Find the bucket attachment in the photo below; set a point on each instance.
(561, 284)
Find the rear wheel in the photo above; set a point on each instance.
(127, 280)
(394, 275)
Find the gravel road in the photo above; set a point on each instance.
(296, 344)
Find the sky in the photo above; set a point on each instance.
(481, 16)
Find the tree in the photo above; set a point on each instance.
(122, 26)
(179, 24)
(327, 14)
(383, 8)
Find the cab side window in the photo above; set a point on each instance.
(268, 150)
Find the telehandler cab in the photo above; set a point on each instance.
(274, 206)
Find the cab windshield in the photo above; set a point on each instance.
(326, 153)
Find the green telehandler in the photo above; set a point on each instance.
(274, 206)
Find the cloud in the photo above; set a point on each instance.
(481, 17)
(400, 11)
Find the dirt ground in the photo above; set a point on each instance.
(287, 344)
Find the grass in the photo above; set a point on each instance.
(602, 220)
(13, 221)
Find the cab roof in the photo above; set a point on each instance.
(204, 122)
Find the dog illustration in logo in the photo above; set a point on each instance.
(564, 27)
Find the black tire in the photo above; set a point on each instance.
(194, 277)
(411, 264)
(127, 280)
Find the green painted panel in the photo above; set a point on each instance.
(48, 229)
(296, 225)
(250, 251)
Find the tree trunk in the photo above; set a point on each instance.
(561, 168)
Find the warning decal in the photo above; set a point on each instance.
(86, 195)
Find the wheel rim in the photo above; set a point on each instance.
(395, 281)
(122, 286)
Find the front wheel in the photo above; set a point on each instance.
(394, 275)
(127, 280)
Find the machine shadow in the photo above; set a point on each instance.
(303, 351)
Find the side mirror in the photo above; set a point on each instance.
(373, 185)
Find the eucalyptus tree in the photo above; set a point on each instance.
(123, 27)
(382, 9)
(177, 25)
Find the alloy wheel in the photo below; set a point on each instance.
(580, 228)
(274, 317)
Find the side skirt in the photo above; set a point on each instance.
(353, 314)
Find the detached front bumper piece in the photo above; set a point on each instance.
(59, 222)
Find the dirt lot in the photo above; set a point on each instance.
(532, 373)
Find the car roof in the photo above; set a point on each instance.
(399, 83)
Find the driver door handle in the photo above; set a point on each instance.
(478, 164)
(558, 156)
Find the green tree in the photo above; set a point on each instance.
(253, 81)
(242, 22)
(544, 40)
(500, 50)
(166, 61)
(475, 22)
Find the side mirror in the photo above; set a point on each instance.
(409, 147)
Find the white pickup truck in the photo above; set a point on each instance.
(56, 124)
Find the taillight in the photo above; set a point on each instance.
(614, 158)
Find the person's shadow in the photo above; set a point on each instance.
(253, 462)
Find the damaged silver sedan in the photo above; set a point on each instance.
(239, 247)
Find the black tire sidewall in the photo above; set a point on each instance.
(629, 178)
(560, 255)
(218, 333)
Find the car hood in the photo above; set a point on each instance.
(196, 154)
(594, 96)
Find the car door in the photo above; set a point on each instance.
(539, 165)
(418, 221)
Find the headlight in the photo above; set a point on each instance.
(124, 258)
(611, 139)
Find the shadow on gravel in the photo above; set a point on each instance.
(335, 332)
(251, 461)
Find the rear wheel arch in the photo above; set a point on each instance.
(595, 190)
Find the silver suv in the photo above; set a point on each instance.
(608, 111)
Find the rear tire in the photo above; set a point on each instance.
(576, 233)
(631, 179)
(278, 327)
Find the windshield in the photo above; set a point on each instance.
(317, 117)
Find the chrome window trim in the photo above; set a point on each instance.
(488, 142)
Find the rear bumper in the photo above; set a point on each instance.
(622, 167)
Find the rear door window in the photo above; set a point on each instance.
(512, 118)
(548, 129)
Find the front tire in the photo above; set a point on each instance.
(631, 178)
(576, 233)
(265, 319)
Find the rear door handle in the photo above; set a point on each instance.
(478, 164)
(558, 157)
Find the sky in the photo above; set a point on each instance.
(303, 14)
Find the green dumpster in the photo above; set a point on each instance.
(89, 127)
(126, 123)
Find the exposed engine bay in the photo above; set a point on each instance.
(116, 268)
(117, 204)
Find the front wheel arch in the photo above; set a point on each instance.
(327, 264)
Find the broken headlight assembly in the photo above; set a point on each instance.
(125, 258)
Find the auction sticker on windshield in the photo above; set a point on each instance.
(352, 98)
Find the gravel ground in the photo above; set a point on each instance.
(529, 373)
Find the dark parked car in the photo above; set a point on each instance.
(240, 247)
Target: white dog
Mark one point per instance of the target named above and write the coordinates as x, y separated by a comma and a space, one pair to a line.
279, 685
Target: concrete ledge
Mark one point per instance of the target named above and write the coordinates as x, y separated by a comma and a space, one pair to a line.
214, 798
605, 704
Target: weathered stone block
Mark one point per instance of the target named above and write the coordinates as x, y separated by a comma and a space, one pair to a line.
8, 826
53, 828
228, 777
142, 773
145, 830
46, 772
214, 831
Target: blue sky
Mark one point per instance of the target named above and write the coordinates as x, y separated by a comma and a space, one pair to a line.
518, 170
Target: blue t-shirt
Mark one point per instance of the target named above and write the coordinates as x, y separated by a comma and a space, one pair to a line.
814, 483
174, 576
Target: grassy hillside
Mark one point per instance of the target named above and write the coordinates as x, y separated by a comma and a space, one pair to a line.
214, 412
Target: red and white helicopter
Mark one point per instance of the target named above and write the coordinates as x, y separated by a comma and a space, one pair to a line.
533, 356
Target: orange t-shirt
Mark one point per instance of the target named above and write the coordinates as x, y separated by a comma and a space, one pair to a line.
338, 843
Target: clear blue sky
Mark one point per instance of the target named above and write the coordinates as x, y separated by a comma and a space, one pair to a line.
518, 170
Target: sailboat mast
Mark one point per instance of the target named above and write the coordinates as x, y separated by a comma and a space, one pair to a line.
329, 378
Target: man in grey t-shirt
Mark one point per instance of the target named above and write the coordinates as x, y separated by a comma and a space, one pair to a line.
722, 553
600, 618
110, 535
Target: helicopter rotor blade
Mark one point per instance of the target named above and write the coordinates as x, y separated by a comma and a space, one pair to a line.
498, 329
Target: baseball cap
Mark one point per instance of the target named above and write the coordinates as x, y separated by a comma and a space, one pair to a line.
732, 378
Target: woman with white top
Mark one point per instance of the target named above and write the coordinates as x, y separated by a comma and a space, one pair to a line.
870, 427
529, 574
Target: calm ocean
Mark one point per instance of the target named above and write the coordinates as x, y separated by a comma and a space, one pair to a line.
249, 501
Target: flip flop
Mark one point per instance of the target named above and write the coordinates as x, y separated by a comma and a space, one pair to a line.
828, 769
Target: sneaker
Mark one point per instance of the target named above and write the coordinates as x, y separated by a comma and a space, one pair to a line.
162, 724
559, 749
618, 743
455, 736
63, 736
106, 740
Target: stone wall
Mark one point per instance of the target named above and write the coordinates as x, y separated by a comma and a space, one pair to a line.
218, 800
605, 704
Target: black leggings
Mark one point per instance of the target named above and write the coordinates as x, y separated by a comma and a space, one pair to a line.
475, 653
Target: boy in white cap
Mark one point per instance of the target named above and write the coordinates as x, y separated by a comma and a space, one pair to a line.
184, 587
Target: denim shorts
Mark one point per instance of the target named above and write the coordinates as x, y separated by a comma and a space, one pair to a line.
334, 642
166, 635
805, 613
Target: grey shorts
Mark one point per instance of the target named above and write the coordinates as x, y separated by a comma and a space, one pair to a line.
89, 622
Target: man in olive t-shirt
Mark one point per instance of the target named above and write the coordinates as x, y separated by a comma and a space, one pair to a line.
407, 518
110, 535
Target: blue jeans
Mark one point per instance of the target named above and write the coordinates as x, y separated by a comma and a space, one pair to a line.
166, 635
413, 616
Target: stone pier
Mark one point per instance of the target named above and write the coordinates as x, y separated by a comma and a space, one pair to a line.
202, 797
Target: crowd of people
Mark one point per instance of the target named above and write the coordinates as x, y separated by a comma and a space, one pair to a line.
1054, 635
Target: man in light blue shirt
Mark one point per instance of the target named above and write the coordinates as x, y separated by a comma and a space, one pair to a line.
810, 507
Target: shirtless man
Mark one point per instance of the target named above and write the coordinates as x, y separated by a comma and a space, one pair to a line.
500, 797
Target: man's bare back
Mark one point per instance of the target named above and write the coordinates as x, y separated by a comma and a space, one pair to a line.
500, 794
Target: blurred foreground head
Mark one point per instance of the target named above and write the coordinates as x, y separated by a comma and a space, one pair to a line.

****

* **INSTRUCTIONS FOR THE TASK**: In the listing above, locate the line containing "Target: helicopter rotor blade" and the line containing "Target: denim shorts". Extract those two lines and every line between them, exactly as written, and only those.

* **RESULT**:
Target: helicopter rotor blade
Mark one point per instance of the target named above and write the coordinates as x, y separated by a comma and a space, one pair to a line.
498, 329
Target: baseball cap
Mark one point per instance of the target named above and write the coordinates as x, y separated by a comma and a space, one pair to a line.
732, 378
Target: woman with white top
Mark one point per instance of the target named above and write the coordinates as x, y separated by a comma and a space, one pair to a line.
870, 427
529, 574
Target: calm ocean
Mark one point per instance of the target named above and write the coordinates as x, y separated by a comma and a space, one pair to a line.
249, 501
Target: flip flop
Mark one point per instance of the target named above and write the coordinates as x, y separated by a comma and a space, one pair to a line.
828, 769
Target: sneaker
Mark one point per instance of the target named above and write the coordinates as x, y separated by a comma and a space, one pair to a line.
162, 724
559, 749
618, 743
455, 736
63, 736
106, 740
Target: stone wall
Mark one point per instance of the target named above and write the coordinates as x, y separated by a comma and a space, one pair to a line.
218, 800
605, 704
Target: black leggings
Mark one point per instance of the target named above and write the coordinates as x, y separated by a comma and a space, one pair to a line.
475, 653
Target: boy in white cap
Mark one point per instance of the target named above and write the coordinates as x, y separated by a comma and a space, one pair to a line.
184, 587
Target: denim shorts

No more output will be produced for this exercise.